ASSIGNMENT A: According to the article on the last Mobile Army Surgical Hospital, where was the ceremony converting the 212th MASH held?
ASSIGNMENT B: Reproduce word for word the part of the article on the last Mobile Army Surgical Hospital that opens with the words containing "A mobile medical" and closes with "demands of combat.".
ASSIGNMENT C: Resume the article on the last Mobile Army Surgical Hospital after its final sentence and carry it further.

[Opening TEXT FOR ANALYSIS section]

U.S. Army Converts Last Mobile Army Surgical Hospital
16 October 2006
Legendary combat medical unit renamed, modernized
Washington – The Mobile Army Surgical Hospital (MASH) was famous on the front lines of war long before a movie and the television series M*A*S*H made it a household word in the United States and, after satellite television, around the world.
But the real MASH is no more. The 212th MASH, the last of its kind, was converted into the 212th Combat Support Hospital (CSH) October 16 with a ceremony to mark its recasting into a modernized unit. In its new incarnation, the 212th will be an upgraded medical field hospital more responsive to current military needs. The event was held at the Miesau Army Depot in Germany, where the 212th MASH has been based since 2000.
A mobile medical unit in combat zones, a MASH was the facility nearest to the battleground that offered life-saving surgery and other emergency medical care. Units operated as close as three kilometers from the front lines, with casualties flown in by helicopter. The immediacy of the care significantly reduced death rates among injured soldiers. Mobile units saved lives during two World Wars, the Korean War and Vietnam. A novel by a former Army surgeon who staffed a MASH in Korea inspired the fictional screen versions. During the past decade, MASH units have been decommissioned one by one, converted into facilities that better meet the changing demands of combat.
The most decorated tactical hospital in the active U.S. Army, the 212th MASH traces its history back to 1917. It came into being as World War I Evacuation Hospital No. 12 in France, where it received its first campaign streamer, a ribbon that denotes exemplary service. It was reconstituted in 1936 as the 12th Evacuation Hospital, on duty in Europe during World War II. In 1966 the unit was deployed to Vietnam, where it saw 11 campaigns over four years and received a number of honors.

[Closing TEXT FOR ANALYSIS section]
[Opening DATA TO EXAMINE section]

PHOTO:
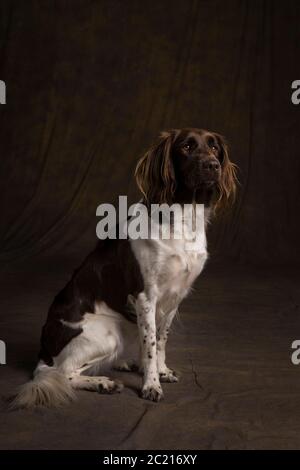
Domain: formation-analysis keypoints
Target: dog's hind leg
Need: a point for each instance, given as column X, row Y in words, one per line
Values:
column 100, row 384
column 99, row 344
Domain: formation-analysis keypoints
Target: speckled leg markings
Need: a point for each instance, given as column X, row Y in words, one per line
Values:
column 147, row 331
column 96, row 384
column 129, row 365
column 165, row 373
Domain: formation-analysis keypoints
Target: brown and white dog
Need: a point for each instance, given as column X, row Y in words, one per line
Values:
column 131, row 288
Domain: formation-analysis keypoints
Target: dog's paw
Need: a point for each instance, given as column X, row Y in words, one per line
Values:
column 168, row 375
column 128, row 366
column 152, row 392
column 110, row 386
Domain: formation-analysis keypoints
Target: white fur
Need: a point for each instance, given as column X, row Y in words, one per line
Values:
column 168, row 269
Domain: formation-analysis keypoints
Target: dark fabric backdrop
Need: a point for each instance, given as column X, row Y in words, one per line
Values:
column 91, row 83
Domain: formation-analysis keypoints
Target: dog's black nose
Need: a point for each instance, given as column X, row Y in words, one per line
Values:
column 211, row 165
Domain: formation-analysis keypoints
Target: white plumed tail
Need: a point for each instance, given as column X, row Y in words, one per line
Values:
column 48, row 388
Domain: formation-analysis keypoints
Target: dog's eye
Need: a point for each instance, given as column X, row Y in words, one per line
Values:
column 186, row 147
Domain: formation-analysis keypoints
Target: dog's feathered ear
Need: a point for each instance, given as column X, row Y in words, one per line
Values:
column 228, row 181
column 154, row 172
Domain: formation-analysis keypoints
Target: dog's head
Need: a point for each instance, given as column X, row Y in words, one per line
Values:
column 187, row 165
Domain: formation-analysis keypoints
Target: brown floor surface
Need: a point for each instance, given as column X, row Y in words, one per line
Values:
column 238, row 387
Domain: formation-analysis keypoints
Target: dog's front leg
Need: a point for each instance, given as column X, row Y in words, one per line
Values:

[Closing DATA TO EXAMINE section]

ANSWER SECTION A: At the Miesau Army Depot in Germany.

ANSWER SECTION B:
A mobile medical unit in combat zones, a MASH was the facility nearest to the battleground that offered life-saving surgery and other emergency medical care. Units operated as close as three kilometers from the front lines, with casualties flown in by helicopter. The immediacy of the care significantly reduced death rates among injured soldiers. Mobile units saved lives during two World Wars, the Korean War and Vietnam. A novel by a former Army surgeon who staffed a MASH in Korea inspired the fictional screen versions. During the past decade, MASH units have been decommissioned one by one, converted into facilities that better meet the changing demands of combat.

ANSWER SECTION C:
The unit was in Saudi Arabia during the first Gulf War in 1990, and in 1992 the 12th Evacuation Hospital was designated the 212th MASH. It was sent to the former Yugoslavia later in 1992 to support the United Nations Protection Forces. It was again in the region as the only U.S. combat hospital in Bosnia, where it supported Task Force Eagle in 1995. The 212th served in Albania, Macedonia and Kosovo.
The unit was the first army hospital to be deployed in Iraq in 2003.
Most recently the 212th MASH was active in humanitarian missions. In Angola, its medical staff gave mass casualty response training to the Angolan military, provided civilian health care and distributed $200,000 of humanitarian assistance in the form of medical equipment.
Weeks after the Angola operation, the 212th went to Pakistan to render emergency medical assistance to victims of the earthquake that struck the Kashmir region on October 8, 2005. The earthquake killed nearly 80,000 people and left 3.5 million homeless. The doctors of the 212th MASH treated more than 20,000 casualties and performed 425 surgeries. The field hospital hosted more than 500 patients over a four-month period of service.
Many of these were children. Major Neil Vining, an orthopedic surgeon who served in Pakistan, recalled, “The way we were set up, I took care of kids who were injured. They had nowhere to go so they stayed in the hospital for weeks.”
One young boy, Faizon, had major reconstructive surgery for his crushed arm. Vining did the surgery. He told the Washington File, “I got to know the family well. We exchanged letters.” The father wrote that his son is doing well, adding that if the boy is lazy about attending school, he is told that he’d better go or Major Vining will be mad at him.
Major Jamie Mancuso, on the public health detail during the Pakistan operation, told the Washington File, “We went for the most part every day and interacted with the Kashmiri locals. Pakistani doctors worked with MASH quite frequently.” Besides emergency care, the U.S. medical staff immunized people against communicable diseases, which ranged from measles and mumps to polio, tetanus and bacterial meningitis. According to the U.S. Embassy in Islamabad, the team provided about 20,000 vaccinations to more than 8,000 people.
Culturally sensitive, the 212th included Urdu-speaking personnel and a woman doctor to examine female patients in conservative Kashmir.
When the 200 men and women of the 212th MASH concluded their final assignment, the Muzaffarabad field hospital was given to Pakistan. In the hands of the Pakistani Army doctors, it will continue to care for people in the region until permanent hospitals can be rebuilt.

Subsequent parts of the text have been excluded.